**WHAT NEEDS TO BE DONE**.
In the dissertation text, where did confocal microscopy show the PUT1 protein to be localized?
(TEXT begins)
Biology Ph.D. Dissertations

Title

Characterization of PUT1, A Polyamine Transporter from Phytophthora parasitica

Date of Award

2020

Document Type

Dissertation

Degree Name

Doctor of Philosophy (Ph.D.)

Department

Biological Sciences

First Advisor

Vipaporn Phuntumart (Advisor)

Second Advisor

James C. Foust (Other)

Third Advisor

George Bullerjahn (Committee Member)

Fourth Advisor

Paul F. Morris (Committee Member)

Fifth Advisor

Scott O. Rogers (Committee Member)

Abstract

Phytophthora is a genus of oomycetes that causes devastating diseases in both natural and agricultural ecosystems. Phytophthora parasitica is a root rot pathogen that can infect over 72 plant genera and thus serves as a model organism for genome study. I chose to investigate polyamine metabolism and transport in this group of plant pathogens, because polyamines are signaling compounds that have critical roles in growth and development in all organisms. BLAST analysis of the P. parasitica genome using the polyamine uptake transporter PUT5 of Arabidopsis thaliana identified eight homologues. Similar numbers of this family were found in other Phytophthora genomes. The phylogenetic analysis indicates that the PUT family in Phytophthora is surprisingly more diverse than plant PUTs given that the oomycete morphology is less complex than that of plants. PPTG_00424 (PUT1) was chosen for further analysis since its transcript was highly expressed in swimming zoospores which are the primary dispersal propagules of oomycetes. To determine the subcellular localization of this protein, a plasmid vector containing a PPTG_00424 fused with green fluorescent protein (GFP) was constructed and transformed into P. sojae protoplasts. Confocal microscopy showed that PUT1 is localized to the endoplasmic reticulum (ER). To investigate if PUT1 could account for the exogenous uptake of polyamines from the environment, the gene was heterologously expressed in yeast, Saccharomyces cerevisiae. In yeast complementation assays, PUT1 protected yeast cells from toxic accumulation of spermidine (Spd) indicating that this protein is involved in the cellular efflux of Spd. In yeast, TPO5 is required for export of excess polyamines and expression of PUT1 in TPO5 mutants partially complemented the WT phenotype. Collectively, our data indicates that PUT1 codes for an ER-resident PA transporter that is involved in the transport of spermidine. Its high level of expression hints at the importance of polyamine homeostasis in zoospores. Polyamines may be present in the soil environment and zoospore actively uptake polyamines. PUT1 is thus the first characterized polyamine transporter in Phytophthora.
(TEXT ends)
(PROVIDED MATERIAL begins)
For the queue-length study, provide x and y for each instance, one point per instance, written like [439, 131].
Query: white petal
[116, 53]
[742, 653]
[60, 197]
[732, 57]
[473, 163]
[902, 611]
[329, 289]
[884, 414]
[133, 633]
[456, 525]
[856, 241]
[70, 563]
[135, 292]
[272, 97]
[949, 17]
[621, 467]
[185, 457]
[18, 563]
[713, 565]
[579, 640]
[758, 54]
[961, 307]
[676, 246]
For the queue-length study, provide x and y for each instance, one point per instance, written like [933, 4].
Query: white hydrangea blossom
(PROVIDED MATERIAL ends)
(PROVIDED MATERIAL begins)
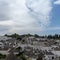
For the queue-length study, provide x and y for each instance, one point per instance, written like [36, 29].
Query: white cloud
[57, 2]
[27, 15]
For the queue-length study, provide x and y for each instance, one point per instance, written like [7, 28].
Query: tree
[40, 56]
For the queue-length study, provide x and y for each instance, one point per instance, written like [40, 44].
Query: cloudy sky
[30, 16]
(PROVIDED MATERIAL ends)
(PROVIDED MATERIAL begins)
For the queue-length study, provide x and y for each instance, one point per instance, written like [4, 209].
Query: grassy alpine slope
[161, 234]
(PROVIDED MATERIAL ends)
**COMPLETED TASK**.
The endoplasmic reticulum (ER).